• **OBJECTIVE**
Using the entries below, quote exactly the span of lines that begins with the line containing "indicate the kitchen sink, one" and ends with the final line.
----- MATERIAL FOR THIS EXERCISE -----
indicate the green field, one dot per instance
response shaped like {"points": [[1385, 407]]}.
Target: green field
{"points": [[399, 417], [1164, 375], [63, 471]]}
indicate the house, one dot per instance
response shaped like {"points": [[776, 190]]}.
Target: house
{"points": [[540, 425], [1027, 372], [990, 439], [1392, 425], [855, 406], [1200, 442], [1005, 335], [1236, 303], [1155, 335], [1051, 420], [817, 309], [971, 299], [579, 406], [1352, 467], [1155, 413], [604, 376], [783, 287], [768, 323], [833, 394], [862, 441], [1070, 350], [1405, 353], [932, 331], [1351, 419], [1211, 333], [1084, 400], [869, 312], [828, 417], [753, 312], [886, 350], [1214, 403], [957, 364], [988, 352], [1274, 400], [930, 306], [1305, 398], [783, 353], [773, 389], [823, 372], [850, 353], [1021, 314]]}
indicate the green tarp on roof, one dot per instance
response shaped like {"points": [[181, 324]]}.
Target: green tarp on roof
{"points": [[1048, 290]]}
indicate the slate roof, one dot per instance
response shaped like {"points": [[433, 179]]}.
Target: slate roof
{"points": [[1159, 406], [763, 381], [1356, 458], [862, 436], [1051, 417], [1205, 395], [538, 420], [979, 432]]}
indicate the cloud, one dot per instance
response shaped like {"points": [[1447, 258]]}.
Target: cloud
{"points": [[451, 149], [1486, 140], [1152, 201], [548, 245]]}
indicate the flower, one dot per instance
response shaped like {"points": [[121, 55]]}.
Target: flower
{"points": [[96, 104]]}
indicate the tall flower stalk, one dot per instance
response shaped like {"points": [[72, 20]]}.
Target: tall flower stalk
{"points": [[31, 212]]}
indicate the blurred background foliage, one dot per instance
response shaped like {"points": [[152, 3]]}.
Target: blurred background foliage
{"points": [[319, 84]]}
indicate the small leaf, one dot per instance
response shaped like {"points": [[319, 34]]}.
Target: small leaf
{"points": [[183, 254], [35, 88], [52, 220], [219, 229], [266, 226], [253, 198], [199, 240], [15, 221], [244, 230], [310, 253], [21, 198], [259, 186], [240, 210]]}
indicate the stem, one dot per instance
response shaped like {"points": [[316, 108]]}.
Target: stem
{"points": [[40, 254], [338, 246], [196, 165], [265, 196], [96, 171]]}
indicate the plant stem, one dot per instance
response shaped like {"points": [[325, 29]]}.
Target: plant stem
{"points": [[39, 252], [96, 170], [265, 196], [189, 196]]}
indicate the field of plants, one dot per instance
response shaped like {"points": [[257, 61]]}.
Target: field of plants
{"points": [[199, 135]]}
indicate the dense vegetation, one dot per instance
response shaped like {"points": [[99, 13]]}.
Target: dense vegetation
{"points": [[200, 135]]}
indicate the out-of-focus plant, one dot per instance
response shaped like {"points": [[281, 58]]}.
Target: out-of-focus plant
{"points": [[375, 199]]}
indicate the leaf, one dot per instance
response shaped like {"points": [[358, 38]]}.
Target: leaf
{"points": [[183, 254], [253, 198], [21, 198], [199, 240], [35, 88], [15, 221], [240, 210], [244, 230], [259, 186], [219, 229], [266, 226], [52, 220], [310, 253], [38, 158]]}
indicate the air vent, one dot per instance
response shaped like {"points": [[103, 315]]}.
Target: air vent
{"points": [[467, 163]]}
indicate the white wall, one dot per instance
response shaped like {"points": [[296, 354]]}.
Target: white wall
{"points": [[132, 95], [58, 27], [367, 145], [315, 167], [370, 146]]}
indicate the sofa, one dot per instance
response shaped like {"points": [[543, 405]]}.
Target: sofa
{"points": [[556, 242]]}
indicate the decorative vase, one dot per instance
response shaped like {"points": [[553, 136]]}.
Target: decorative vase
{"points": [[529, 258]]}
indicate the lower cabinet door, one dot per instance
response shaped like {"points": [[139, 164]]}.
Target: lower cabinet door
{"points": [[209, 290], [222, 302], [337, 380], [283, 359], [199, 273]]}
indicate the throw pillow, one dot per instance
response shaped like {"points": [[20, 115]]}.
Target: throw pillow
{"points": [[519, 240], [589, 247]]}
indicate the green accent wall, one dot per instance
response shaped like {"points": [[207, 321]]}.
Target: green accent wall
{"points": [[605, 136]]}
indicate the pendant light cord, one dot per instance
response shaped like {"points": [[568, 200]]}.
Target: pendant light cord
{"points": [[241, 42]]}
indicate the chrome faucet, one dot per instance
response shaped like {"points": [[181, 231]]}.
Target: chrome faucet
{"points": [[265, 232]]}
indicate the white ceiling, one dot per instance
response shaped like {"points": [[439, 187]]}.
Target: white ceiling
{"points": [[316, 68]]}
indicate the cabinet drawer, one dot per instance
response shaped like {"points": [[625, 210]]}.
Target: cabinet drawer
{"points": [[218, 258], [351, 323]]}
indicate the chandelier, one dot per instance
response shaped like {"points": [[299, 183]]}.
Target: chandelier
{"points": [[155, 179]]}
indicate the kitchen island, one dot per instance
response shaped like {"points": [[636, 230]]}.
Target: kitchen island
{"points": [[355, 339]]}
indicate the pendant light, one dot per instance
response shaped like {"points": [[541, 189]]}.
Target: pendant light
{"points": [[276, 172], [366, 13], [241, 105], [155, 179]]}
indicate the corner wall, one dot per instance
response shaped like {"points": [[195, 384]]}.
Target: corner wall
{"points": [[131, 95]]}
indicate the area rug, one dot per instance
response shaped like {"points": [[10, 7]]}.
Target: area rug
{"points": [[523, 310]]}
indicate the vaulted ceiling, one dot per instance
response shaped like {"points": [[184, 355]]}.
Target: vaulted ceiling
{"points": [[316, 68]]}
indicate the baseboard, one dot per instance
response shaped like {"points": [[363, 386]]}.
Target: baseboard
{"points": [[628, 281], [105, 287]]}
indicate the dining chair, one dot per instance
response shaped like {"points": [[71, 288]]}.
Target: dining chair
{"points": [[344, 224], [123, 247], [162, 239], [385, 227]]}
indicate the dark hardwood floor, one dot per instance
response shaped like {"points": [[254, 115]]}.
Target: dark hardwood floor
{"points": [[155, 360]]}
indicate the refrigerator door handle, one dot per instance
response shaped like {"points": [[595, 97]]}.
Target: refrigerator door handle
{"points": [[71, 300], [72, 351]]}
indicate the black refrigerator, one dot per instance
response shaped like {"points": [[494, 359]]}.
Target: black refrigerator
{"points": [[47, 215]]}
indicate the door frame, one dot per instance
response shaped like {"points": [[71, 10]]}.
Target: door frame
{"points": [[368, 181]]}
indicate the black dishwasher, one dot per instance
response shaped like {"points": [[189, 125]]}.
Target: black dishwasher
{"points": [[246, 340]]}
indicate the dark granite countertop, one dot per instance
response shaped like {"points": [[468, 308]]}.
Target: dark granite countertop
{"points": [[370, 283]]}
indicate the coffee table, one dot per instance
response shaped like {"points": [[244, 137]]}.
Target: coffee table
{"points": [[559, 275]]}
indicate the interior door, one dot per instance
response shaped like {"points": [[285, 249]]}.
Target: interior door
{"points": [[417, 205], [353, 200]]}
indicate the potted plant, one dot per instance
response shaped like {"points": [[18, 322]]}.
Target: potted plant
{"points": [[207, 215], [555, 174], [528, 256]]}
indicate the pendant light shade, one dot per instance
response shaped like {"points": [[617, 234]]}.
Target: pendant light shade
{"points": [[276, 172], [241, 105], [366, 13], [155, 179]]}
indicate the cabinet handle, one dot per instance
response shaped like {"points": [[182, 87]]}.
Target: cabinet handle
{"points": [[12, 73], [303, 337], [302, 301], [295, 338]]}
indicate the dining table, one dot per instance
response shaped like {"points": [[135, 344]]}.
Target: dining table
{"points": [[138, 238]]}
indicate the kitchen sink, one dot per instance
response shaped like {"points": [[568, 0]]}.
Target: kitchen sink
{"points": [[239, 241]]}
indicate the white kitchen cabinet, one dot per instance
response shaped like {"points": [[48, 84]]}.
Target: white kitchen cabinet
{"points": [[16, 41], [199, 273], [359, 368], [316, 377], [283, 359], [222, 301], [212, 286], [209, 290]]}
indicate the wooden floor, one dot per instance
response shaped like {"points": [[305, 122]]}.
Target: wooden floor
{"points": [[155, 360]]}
-----
• **ANSWER TO THIS PROBLEM**
indicate the kitchen sink, one dot per instance
response shaped like {"points": [[568, 0]]}.
Target: kitchen sink
{"points": [[239, 241]]}
indicate the white kitchen cabinet, one dot per instance
response shaped like {"points": [[48, 84]]}.
Target: white kitchen cabinet
{"points": [[16, 41], [199, 273], [359, 368], [316, 377], [283, 359], [222, 301], [212, 286], [209, 290]]}
indicate the wooden floor, one dot per instance
response shaped like {"points": [[305, 122]]}.
Target: wooden floor
{"points": [[155, 360]]}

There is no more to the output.